CHECK YOUR UNDERSTANDING ::
a) In the IDAMS description, what do survey answers, library book records, student information and experimental measurements have in common? Answer in one to three sentences.
b) Please transcribe the IDAMS description word for word, starting at "IDAMS is a software" and ending at "to the cases).".
[PASSAGE TO READ]
IDAMS is a software package for the validation, manipulation and statistical analysis of data. It is organized as a collection of data management and analysis facilities accessible through a user interface and a common control language. Examples of the types of data that can be processed with IDAMS are: the answers to questions by respondents in a survey, information about books in a library, the personal characteristics and performance of students at a college, measurements from a scientific experiment. The common features of such data are that they consist of values of variables for each of a collection of objects/cases (e.g. in a sample survey, the questions correspond to the variables and the respondents to the cases).
Many different packages and programs exist for aid in the statistical analysis of such data. One special feature of IDAMS is that it also provides facilities for extensive data validation (e.g. code checking and consistency checking) before embarking on analysis. As far as analysis is concerned, IDAMS performs classical techniques such as table building, regression analysis, one-way analysis of variance, discriminant and cluster analysis and also some more advanced techniques such as principal components factor analysis and analysis of correspondences, partial order scoring, rank ordering of alternatives, segmentation and iterative typology. In addition, WinIDAMS provides for interactive construction of multidimensional tables, interactive graphical exploration of data and interactive time series analysis.
It is a multiple
document interface (MDI) which allows to work simultaneously with
different types of documents in separate windows. The Interface
provides the following:
Aggregating
data (AGGREG). Allows the grouping of records from a number of
cases into one record and to output a new dataset with one record
for each group, for example, records representing members of a household
are grouped into household representing record. The variables in the
new records are summary statistics of specified variables from the
individual records, e.g. the sum, mean, minimum/maximum value. Building
an IDAMS dataset (BUILD). A raw data file (which may contain multiple
records per case) is input along with a dictionary describing the
variables to be selected. BUILD checks for non-numeric values in numeric
fields; blank fields can be recoded to user-specified numeric values
and other non-numerics are reported and replaced by 9's. The output
is an IDAMS dataset comprising a Data file with a single record per
case and a dictionary which describes each field in the data records.
[/PASSAGE TO READ]
[RECORDS]
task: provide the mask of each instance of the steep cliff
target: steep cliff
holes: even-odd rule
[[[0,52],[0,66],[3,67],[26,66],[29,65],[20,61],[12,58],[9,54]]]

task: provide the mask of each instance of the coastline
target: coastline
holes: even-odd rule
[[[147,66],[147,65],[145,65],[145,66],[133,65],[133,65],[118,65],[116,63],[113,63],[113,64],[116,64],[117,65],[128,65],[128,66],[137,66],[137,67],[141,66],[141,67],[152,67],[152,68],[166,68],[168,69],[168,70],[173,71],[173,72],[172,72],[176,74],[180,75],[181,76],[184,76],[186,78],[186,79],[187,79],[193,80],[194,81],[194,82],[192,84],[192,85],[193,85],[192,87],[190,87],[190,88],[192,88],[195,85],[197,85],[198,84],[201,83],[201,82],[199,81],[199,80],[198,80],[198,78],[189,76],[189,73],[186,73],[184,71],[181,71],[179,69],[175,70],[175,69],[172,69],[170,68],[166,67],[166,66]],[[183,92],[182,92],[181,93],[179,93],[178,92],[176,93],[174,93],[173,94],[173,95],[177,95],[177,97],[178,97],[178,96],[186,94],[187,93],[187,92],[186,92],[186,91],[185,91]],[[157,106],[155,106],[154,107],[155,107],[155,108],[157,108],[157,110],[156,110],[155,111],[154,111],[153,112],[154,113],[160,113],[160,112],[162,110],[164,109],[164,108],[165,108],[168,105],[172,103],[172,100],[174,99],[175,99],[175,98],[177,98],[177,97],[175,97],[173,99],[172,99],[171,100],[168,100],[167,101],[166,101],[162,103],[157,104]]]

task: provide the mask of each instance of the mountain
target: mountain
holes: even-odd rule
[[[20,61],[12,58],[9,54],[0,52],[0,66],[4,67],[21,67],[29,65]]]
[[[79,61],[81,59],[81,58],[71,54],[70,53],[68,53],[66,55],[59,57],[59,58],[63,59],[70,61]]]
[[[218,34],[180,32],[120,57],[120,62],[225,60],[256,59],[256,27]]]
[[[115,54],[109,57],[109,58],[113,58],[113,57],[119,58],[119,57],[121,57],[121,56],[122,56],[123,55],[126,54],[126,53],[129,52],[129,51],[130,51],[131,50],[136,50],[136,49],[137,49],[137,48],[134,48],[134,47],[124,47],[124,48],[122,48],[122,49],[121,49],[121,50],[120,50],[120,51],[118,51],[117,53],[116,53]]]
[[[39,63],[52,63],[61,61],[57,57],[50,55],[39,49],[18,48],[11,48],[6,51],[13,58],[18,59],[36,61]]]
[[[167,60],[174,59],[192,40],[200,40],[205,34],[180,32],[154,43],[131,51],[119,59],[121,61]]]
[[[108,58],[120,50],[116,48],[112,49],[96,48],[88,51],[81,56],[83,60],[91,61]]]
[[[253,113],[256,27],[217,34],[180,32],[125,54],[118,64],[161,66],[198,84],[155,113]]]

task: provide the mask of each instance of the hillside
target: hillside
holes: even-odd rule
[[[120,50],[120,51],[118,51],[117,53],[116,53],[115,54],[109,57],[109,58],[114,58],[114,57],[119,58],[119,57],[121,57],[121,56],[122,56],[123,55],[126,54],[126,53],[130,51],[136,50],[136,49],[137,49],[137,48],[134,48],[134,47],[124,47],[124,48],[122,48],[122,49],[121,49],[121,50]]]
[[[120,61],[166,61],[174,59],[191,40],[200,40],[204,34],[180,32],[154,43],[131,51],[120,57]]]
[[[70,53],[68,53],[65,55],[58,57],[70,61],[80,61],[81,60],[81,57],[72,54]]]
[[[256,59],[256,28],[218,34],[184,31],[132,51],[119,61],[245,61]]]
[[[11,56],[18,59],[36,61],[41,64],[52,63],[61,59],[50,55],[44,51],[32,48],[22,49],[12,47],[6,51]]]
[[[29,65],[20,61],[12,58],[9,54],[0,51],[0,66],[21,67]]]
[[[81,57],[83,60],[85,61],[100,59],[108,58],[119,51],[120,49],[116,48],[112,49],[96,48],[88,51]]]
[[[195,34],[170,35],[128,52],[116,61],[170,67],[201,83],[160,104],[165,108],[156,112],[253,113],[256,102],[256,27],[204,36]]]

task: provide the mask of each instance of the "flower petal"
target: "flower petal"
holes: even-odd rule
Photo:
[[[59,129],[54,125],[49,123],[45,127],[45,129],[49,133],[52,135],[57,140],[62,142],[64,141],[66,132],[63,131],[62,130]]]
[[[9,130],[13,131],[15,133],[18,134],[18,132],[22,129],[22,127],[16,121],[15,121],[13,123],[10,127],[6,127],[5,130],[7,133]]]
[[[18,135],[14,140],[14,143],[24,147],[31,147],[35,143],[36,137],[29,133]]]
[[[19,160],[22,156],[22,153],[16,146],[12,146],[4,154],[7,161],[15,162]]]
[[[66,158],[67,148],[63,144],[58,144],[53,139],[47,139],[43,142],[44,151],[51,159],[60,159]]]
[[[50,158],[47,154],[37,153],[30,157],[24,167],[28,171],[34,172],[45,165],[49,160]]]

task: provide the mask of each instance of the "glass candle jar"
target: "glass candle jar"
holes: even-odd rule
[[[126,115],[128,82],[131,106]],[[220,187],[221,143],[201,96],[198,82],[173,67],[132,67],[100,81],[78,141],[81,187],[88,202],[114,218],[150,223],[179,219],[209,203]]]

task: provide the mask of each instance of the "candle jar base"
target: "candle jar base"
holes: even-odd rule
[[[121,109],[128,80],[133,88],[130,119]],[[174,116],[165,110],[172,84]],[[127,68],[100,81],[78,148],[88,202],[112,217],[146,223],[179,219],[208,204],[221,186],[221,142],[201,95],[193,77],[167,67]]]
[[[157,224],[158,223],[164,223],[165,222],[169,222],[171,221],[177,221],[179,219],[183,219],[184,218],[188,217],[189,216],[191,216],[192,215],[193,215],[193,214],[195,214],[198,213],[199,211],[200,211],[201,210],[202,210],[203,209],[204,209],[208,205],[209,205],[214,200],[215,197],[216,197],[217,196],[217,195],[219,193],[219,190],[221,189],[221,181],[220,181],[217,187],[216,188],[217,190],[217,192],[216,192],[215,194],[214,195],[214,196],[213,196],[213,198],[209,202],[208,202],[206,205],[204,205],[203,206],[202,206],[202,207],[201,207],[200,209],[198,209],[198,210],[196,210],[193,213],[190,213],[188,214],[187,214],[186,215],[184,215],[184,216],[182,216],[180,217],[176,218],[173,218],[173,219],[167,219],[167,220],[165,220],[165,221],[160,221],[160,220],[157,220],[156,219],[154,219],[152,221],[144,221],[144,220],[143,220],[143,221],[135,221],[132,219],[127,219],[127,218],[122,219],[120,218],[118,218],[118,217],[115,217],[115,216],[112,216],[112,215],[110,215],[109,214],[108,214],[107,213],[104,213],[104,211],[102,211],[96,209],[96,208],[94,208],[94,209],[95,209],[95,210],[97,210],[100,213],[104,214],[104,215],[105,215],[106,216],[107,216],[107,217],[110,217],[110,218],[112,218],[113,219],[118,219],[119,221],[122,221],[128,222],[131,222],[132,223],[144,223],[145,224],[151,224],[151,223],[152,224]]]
[/RECORDS]
RESULTS IN ORDER ::
a) All of them consist of values of variables for each of a collection of objects or cases. In a sample survey, for example, the questions are the variables and the respondents are the cases.

b)
IDAMS is a software package for the validation, manipulation and statistical analysis of data. It is organized as a collection of data management and analysis facilities accessible through a user interface and a common control language. Examples of the types of data that can be processed with IDAMS are: the answers to questions by respondents in a survey, information about books in a library, the personal characteristics and performance of students at a college, measurements from a scientific experiment. The common features of such data are that they consist of values of variables for each of a collection of objects/cases (e.g. in a sample survey, the questions correspond to the variables and the respondents to the cases).